→ Given problem:
Write the next part of the passage on the Shasu nomads of the Southern Levant, starting after its final sentence.

→ Supplied text:
## BEGIN

The Shasu (from Egyptian šꜣsw, probably pronounced Shaswe) were Semitic-speaking pastoral nomads in the Southern Levant from the late Bronze Age to the Early Iron Age or the Third Intermediate Period of Egypt. They were tent dwellers, organized in clans ruled by a tribal chieftain and were described as brigands active from the Jezreel Valley to Ashkelon and the Sinai. Some of them also worked as mercenaries for Asiatic and Egyptian armies.
The name's etymon may be Egyptian šꜣsw, which originally meant "those who move on foot". Levy, Adams, and Muniz report similar possibilities: an Egyptian word that means "to wander",[which?] and an alternative Semitic one with the meaning "to plunder".[which?]
The earliest known reference to the Shasu occurs in a 15th-century BCE list of peoples in the Transjordan region. The name appears in a list of Egypt's enemies inscribed on column bases at the temple of Soleb built by Amenhotep III. Among the details uncovered at the temple was a reference to a place called "Seir, in the land of Shasu" (ta-Shasu se`er, t3-sh3sw s`r), a name thought to be related to or near to Petra, Jordan.
In 13th century BCE copies of the column inscriptions ordered by Seti I or by Ramesses II at Amarah-West, six groups of Shasu are mentioned: the Shasu of S'rr, the Shasu of Rbn, the Shasu of Sm't, the Shasu of Wrbr, the Shasu of Yhw, and the Shasu of Pysps.

## END

→ Data listing:
## BEGIN

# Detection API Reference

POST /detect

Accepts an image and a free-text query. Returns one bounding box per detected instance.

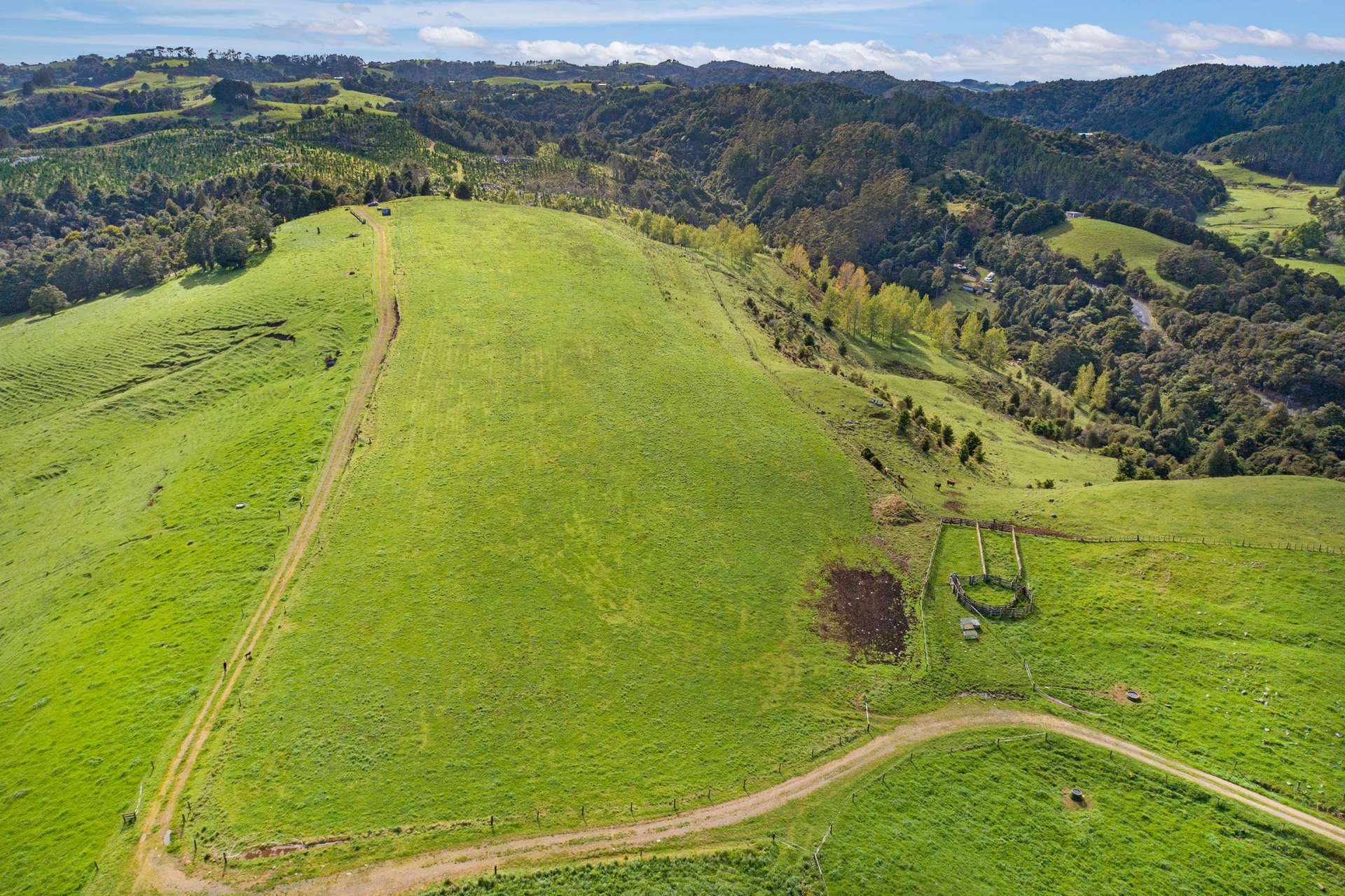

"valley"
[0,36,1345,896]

## END
## BEGIN

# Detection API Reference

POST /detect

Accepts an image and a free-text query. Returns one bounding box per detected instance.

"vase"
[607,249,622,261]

## END

→ Answer for the task:
The Shasu continued to dominate the hill country of Cis- and Transjordan between the Late Bronze Age and Early Iron age. The Shasu had become so powerful during this period that they were able to even cut off Egypt's northern routes through Palestine and Transjordan for a while. This in turn prompted vigorous punitive campaigns by Ramesses II and his son Merneptah. After Egyptian abandonment, Canaanite city-states came under the mercy of the Shasu and the Hab/Piru, who were seen as 'mighty enemies'.
Shasu of Yhw
Two Egyptian texts, one dated to the period of Amenhotep III (14th century BCE), the other to the age of Ramesses II (13th century BCE), refer to tꜣ šꜣśw yhwꜣ, i.e. "The Land of the Shasu yhwꜣ", in which yhwꜣ (also rendered as yhwꜣ or yhw) or Yahu, is a toponym.
Regarding the name yhwꜣ, Michael Astour observed that the "hieroglyphic rendering corresponds very precisely to the Hebrew tetragrammaton YHWH, or Yahweh, and antedates the hitherto oldest occurrence of that divine name – on the Moabite Stone – by over five hundred years." K. Van Der Toorn concludes: "By the 14th century BC, before the cult of Yahweh had reached Israel, groups of Edomites and Midianites worshipped Yahweh as their god."
Donald B. Redford has argued that the earliest Israelites, semi-nomadic highlanders in central Canaan mentioned on the Merneptah Stele at the end of the 13th century BCE, are to be identified as a Shasu enclave. Since later Biblical tradition portrays Yahweh "coming forth from Seʿir", the Shasu, originally from Moab and northern Edom/Seʿir, went on to form one major element in the amalgam that would constitute the "Israel" which later established the Kingdom of Israel. Per his own analysis of the el-Amarna letters, Anson Rainey concluded that the description of the Shasu best fits that of the early Israelites. If this identification is correct, these Israelites/Shasu would have settled in the uplands in small villages with buildings similar to contemporary Canaanite structures towards the end of the 13th century BCE.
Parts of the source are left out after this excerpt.